=== STATED TASK ===
Lay out every line of the rows below as a JSON list of strings, one string per line, leaving out blank lines and the picture lines.

=== DATA SHOWN ===
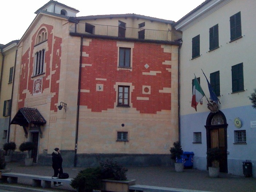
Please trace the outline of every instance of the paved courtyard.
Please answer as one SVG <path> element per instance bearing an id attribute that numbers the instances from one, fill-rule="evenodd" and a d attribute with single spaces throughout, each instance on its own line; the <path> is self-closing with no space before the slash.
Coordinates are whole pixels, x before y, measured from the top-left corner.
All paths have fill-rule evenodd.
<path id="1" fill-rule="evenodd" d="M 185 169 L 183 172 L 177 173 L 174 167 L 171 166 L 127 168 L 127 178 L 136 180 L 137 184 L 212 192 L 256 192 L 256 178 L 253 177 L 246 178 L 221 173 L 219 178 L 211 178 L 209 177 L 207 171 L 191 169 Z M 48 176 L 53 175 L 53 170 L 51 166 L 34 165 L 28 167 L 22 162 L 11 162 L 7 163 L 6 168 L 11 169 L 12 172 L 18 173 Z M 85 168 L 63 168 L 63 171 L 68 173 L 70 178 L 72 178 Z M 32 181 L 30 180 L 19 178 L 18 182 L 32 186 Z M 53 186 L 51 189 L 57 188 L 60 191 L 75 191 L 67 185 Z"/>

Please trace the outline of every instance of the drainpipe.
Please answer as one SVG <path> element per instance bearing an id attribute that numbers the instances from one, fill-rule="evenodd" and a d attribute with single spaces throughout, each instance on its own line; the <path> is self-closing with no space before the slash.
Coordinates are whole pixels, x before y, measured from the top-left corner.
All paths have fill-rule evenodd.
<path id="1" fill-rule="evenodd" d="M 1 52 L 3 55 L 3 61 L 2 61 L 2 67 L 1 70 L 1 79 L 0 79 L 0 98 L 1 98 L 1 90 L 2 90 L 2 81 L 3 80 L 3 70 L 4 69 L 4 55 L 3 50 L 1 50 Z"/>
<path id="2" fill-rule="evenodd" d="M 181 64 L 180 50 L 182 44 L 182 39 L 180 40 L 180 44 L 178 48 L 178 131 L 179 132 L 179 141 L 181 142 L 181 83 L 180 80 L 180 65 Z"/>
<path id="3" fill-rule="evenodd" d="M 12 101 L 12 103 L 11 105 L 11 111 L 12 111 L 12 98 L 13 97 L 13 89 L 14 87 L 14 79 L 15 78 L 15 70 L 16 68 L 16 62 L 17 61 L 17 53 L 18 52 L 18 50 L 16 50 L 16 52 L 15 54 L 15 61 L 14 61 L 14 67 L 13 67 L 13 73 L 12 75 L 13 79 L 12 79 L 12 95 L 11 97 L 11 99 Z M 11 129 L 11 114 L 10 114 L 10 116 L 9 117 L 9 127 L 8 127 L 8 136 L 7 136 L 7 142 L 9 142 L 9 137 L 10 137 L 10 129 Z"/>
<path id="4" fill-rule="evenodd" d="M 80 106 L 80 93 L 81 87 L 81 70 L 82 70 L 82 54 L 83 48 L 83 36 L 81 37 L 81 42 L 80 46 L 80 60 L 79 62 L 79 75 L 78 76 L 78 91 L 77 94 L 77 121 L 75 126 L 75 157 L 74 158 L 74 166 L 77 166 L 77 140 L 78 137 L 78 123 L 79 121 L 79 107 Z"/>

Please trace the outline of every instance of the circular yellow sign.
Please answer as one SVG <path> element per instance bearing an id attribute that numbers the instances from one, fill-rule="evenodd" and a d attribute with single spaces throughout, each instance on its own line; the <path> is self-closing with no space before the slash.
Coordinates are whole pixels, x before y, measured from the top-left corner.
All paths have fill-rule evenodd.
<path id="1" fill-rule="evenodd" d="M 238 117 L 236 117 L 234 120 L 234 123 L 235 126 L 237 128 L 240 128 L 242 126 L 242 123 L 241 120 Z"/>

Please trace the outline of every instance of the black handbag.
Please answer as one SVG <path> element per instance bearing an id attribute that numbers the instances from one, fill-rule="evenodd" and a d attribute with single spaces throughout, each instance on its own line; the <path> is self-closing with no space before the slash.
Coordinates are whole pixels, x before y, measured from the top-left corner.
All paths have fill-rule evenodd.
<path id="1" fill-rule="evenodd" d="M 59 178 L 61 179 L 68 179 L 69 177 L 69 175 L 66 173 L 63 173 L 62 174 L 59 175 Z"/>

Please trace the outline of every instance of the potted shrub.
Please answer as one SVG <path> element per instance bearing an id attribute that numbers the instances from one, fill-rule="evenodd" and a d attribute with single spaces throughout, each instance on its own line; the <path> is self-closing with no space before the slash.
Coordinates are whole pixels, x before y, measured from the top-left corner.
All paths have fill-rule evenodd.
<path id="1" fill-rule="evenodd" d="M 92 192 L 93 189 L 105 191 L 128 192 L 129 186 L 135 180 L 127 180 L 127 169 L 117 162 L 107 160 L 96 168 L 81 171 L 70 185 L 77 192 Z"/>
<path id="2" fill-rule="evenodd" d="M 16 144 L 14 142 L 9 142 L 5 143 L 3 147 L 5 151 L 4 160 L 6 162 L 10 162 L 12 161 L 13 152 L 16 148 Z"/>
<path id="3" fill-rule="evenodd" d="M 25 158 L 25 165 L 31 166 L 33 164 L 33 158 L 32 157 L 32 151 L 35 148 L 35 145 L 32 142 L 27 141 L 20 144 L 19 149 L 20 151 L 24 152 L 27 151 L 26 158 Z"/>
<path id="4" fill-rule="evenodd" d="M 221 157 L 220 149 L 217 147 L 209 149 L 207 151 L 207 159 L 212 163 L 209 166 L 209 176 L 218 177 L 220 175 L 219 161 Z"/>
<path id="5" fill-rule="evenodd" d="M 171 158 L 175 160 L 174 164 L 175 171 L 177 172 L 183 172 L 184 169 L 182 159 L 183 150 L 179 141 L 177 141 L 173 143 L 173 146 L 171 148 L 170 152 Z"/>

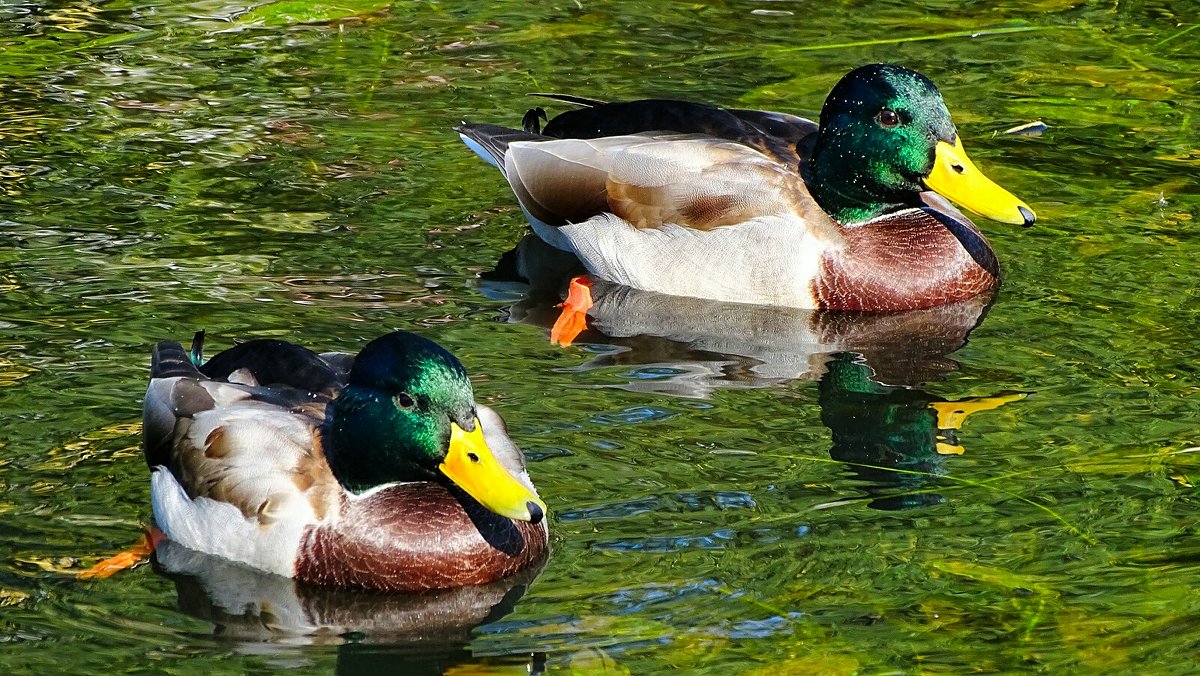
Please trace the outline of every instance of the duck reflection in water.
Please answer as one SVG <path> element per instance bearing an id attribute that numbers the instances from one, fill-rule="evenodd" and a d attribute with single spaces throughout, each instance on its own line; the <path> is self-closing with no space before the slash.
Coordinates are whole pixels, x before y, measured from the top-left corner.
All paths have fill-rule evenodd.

=== EXPECTED ANSWER ===
[
  "Please trace the outline of every instance of the paved courtyard.",
  "Please answer as one SVG <path> element per instance bearing an id attribute that numbers the instances from one, fill-rule=\"evenodd\" and a d attribute with single spaces throughout, each instance on its own line; the <path> is self-closing with no space before the slash.",
  "Coordinates are whole pixels, x before y, measured from the top-left corner.",
  "All paths have fill-rule evenodd.",
  "<path id=\"1\" fill-rule=\"evenodd\" d=\"M 185 169 L 183 172 L 177 173 L 174 167 L 171 166 L 127 168 L 127 178 L 136 180 L 137 184 L 212 192 L 256 192 L 256 178 L 253 177 L 246 178 L 221 173 L 219 178 L 211 178 L 209 177 L 207 171 L 191 169 Z M 48 176 L 53 175 L 53 170 L 51 166 L 34 165 L 28 167 L 22 162 L 11 162 L 7 163 L 6 168 L 11 169 L 12 172 L 18 173 Z M 85 168 L 63 168 L 63 171 L 68 173 L 70 178 L 72 178 Z M 32 181 L 30 180 L 19 178 L 18 182 L 32 186 Z M 53 186 L 51 189 L 57 188 L 60 191 L 75 191 L 67 185 Z\"/>",
  "Please trace the outline of every instance of the drainpipe.",
  "Please answer as one SVG <path> element per instance bearing an id attribute that numbers the instances from one, fill-rule=\"evenodd\" and a d attribute with single spaces throughout, each instance on its own line; the <path> is self-closing with no space before the slash.",
  "Coordinates are whole pixels, x before y, measured from the top-left corner.",
  "All paths have fill-rule evenodd.",
  "<path id=\"1\" fill-rule=\"evenodd\" d=\"M 1 52 L 3 55 L 3 61 L 2 61 L 2 67 L 1 70 L 1 79 L 0 79 L 0 98 L 1 98 L 1 90 L 2 90 L 2 81 L 3 80 L 3 70 L 4 69 L 4 55 L 3 50 L 1 50 Z\"/>",
  "<path id=\"2\" fill-rule=\"evenodd\" d=\"M 181 64 L 180 50 L 182 44 L 182 39 L 180 40 L 180 44 L 178 48 L 178 131 L 179 132 L 179 141 L 181 142 L 181 83 L 180 80 L 180 65 Z\"/>",
  "<path id=\"3\" fill-rule=\"evenodd\" d=\"M 12 101 L 12 103 L 11 105 L 11 111 L 12 111 L 12 98 L 13 97 L 13 89 L 14 87 L 14 79 L 15 78 L 15 70 L 16 68 L 16 62 L 17 61 L 17 53 L 18 52 L 18 50 L 16 50 L 16 52 L 15 54 L 15 61 L 14 61 L 14 67 L 13 67 L 13 73 L 12 75 L 13 79 L 12 79 L 12 95 L 11 97 L 11 99 Z M 11 129 L 11 114 L 10 114 L 10 116 L 9 117 L 9 127 L 8 127 L 8 136 L 7 136 L 7 142 L 9 142 L 9 137 L 10 137 L 10 129 Z\"/>",
  "<path id=\"4\" fill-rule=\"evenodd\" d=\"M 80 106 L 80 93 L 81 87 L 81 70 L 82 70 L 82 54 L 83 48 L 83 36 L 81 37 L 81 42 L 80 46 L 80 60 L 79 62 L 79 75 L 78 76 L 78 91 L 77 94 L 77 121 L 75 126 L 75 157 L 74 158 L 74 166 L 77 166 L 77 140 L 78 137 L 78 123 L 79 121 L 79 107 Z\"/>",
  "Please trace the outline of every instance of the circular yellow sign.",
  "Please answer as one SVG <path> element per instance bearing an id attribute that numbers the instances from one, fill-rule=\"evenodd\" and a d attribute with single spaces throughout, each instance on its own line; the <path> is self-closing with no space before the slash.",
  "Coordinates are whole pixels, x before y, measured from the top-left corner.",
  "All paths have fill-rule evenodd.",
  "<path id=\"1\" fill-rule=\"evenodd\" d=\"M 238 117 L 236 117 L 234 120 L 234 123 L 235 126 L 237 128 L 240 128 L 242 126 L 242 123 L 241 120 Z\"/>",
  "Please trace the outline of every instance of the black handbag.",
  "Please answer as one SVG <path> element per instance bearing an id attribute that numbers the instances from one, fill-rule=\"evenodd\" and a d attribute with single spaces throughout, each instance on its own line; the <path> is self-closing with no space before the slash.",
  "Coordinates are whole pixels, x before y, measured from the top-left corner.",
  "All paths have fill-rule evenodd.",
  "<path id=\"1\" fill-rule=\"evenodd\" d=\"M 59 178 L 61 179 L 68 179 L 69 177 L 69 175 L 66 173 L 63 173 L 62 174 L 59 175 Z\"/>",
  "Please trace the outline of every instance of the potted shrub.",
  "Please answer as one SVG <path> element per instance bearing an id attribute that numbers the instances from one, fill-rule=\"evenodd\" and a d attribute with single spaces throughout, each instance on its own line; the <path> is self-closing with no space before the slash.",
  "Coordinates are whole pixels, x before y, measured from the top-left corner.",
  "All paths have fill-rule evenodd.",
  "<path id=\"1\" fill-rule=\"evenodd\" d=\"M 92 192 L 93 189 L 105 191 L 128 192 L 129 186 L 135 180 L 127 180 L 127 169 L 117 162 L 107 160 L 96 168 L 81 171 L 70 185 L 77 192 Z\"/>",
  "<path id=\"2\" fill-rule=\"evenodd\" d=\"M 16 144 L 14 142 L 9 142 L 5 143 L 3 147 L 5 151 L 4 160 L 6 162 L 10 162 L 12 161 L 13 152 L 16 148 Z\"/>",
  "<path id=\"3\" fill-rule=\"evenodd\" d=\"M 25 158 L 25 165 L 31 166 L 33 164 L 33 158 L 32 157 L 32 151 L 35 148 L 35 145 L 32 142 L 27 141 L 20 144 L 19 149 L 20 151 L 24 152 L 27 151 L 26 158 Z\"/>",
  "<path id=\"4\" fill-rule=\"evenodd\" d=\"M 221 157 L 220 149 L 217 147 L 209 149 L 207 151 L 207 159 L 212 163 L 209 166 L 209 176 L 218 177 L 220 175 L 219 161 Z\"/>",
  "<path id=\"5\" fill-rule=\"evenodd\" d=\"M 171 158 L 175 160 L 174 164 L 175 171 L 177 172 L 183 172 L 184 169 L 182 159 L 183 150 L 179 141 L 177 141 L 173 143 L 173 146 L 171 148 L 170 152 Z\"/>",
  "Please trace the outline of every instance of the duck reflection in water.",
  "Please answer as one SVG <path> element per instance bearing an id attribute that numbers the instances from one, fill-rule=\"evenodd\" and a d attribute with single spaces throughout, each instance on its own line; the <path> is self-closing with no space before the slash.",
  "Coordinates are whole pixels, x before y, measured from the top-left corner.",
  "All paths have fill-rule evenodd."
]